Work required>
Look for the line that has "Query: stone surface" in the material below; please repeat it and every line after it, exactly, up to and including the line that has "of the snow", and nothing else.

Listed entries>
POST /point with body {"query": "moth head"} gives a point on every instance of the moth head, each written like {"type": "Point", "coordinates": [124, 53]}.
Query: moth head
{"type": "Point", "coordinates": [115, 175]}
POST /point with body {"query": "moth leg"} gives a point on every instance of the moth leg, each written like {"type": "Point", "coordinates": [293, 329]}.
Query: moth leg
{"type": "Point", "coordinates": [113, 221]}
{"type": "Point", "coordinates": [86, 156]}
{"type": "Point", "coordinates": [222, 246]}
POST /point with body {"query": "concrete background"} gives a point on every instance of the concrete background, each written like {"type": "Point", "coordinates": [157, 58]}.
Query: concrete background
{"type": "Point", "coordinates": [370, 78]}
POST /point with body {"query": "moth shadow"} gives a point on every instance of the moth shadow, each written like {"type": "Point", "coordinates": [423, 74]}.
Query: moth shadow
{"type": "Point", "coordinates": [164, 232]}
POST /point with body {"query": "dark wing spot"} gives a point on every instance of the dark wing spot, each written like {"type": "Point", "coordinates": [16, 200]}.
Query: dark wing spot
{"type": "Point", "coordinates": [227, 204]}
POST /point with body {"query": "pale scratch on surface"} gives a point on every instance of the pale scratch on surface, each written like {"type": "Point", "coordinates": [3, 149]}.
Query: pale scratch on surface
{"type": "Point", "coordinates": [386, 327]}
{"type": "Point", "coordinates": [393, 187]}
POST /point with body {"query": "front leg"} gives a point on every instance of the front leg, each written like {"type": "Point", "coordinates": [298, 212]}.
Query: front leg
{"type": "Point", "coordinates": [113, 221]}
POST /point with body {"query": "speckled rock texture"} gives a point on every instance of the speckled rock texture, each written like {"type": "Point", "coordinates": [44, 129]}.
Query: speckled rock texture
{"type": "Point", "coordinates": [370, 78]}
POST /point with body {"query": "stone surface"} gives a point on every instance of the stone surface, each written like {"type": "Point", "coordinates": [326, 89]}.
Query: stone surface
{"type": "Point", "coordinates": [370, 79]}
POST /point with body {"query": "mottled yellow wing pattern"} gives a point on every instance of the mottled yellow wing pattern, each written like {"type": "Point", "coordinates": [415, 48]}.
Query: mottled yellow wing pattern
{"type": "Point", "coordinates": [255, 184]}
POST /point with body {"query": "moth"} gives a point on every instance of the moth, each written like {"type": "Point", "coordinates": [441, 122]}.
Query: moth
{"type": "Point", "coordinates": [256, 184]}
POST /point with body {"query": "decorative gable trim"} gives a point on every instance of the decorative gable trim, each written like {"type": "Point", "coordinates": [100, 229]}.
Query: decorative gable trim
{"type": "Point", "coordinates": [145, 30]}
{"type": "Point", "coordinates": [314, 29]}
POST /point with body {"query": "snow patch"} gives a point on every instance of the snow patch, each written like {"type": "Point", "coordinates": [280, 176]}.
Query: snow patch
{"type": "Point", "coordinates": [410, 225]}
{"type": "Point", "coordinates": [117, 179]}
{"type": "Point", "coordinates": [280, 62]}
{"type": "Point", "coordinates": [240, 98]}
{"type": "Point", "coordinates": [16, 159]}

Written reply>
Query: stone surface
{"type": "Point", "coordinates": [370, 79]}
POST /point with body {"query": "mottled yellow wing pattern"} gives a point on every instance of the mottled yellow wing pattern, each written like {"type": "Point", "coordinates": [415, 48]}.
Query: mottled yellow wing pattern
{"type": "Point", "coordinates": [255, 184]}
POST /point with body {"query": "moth"} gives a point on every instance of the moth, each written like {"type": "Point", "coordinates": [441, 122]}.
Query: moth
{"type": "Point", "coordinates": [256, 184]}
POST /point with body {"query": "decorative gable trim"} gives a point on every instance of the decorative gable trim, each written like {"type": "Point", "coordinates": [100, 229]}.
Query: decorative gable trim
{"type": "Point", "coordinates": [145, 30]}
{"type": "Point", "coordinates": [314, 29]}
POST /point with body {"query": "snow patch"} gives a point on every instance of the snow patch, each written like {"type": "Point", "coordinates": [280, 176]}.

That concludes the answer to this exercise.